**Direction**. Pull out every line in the rows below that contains the string "firework", and copy each one in full. Case counts.
******
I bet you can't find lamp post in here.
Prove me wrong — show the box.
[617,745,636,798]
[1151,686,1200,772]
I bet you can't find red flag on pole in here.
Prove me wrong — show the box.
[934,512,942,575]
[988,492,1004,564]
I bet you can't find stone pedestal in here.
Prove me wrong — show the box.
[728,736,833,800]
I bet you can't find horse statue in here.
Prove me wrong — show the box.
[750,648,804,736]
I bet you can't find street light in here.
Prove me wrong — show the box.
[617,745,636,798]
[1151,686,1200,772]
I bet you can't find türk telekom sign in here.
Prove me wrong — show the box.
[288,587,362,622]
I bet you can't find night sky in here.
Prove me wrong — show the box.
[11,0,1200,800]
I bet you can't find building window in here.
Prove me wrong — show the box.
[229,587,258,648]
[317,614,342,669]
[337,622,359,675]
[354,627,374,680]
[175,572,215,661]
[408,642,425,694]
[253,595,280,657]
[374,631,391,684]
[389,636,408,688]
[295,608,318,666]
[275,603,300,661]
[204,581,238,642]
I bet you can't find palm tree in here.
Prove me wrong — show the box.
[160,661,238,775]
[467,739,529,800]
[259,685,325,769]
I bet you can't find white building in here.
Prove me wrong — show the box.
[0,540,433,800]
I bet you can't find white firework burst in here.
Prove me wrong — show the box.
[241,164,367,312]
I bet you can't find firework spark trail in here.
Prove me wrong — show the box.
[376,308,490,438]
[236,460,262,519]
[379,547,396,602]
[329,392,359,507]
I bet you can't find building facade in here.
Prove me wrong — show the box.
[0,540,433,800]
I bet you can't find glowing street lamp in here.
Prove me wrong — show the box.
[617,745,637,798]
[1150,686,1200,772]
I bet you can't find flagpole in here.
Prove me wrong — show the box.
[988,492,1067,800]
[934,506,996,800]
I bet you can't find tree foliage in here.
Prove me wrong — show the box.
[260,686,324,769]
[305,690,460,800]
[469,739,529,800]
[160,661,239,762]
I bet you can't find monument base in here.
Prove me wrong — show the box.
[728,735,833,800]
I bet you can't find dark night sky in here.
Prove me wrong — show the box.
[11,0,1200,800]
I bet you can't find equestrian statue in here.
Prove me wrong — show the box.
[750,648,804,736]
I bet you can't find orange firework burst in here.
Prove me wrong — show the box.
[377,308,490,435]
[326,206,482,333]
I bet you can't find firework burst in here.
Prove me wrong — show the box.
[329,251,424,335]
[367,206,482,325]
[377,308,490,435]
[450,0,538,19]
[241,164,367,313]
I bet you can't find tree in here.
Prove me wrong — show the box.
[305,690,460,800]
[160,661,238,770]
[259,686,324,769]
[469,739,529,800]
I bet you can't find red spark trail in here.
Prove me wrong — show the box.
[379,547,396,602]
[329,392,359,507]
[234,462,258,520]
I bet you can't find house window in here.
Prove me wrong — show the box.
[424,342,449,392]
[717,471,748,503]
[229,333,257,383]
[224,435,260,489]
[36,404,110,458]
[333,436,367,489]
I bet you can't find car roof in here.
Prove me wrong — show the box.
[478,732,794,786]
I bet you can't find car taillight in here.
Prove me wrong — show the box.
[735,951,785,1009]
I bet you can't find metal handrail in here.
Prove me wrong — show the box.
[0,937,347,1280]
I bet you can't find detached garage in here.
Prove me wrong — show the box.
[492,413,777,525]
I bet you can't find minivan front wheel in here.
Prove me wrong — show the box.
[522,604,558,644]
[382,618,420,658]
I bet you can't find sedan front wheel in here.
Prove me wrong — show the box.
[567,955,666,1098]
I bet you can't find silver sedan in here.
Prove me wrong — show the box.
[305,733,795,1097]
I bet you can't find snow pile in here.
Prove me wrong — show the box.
******
**Answer to this problem**.
I bet you can't find white firework burst in here.
I bet you can't find firework spark trail in here.
I bet you can't find orange firework burst in here.
I bet you can't find firework burst in here.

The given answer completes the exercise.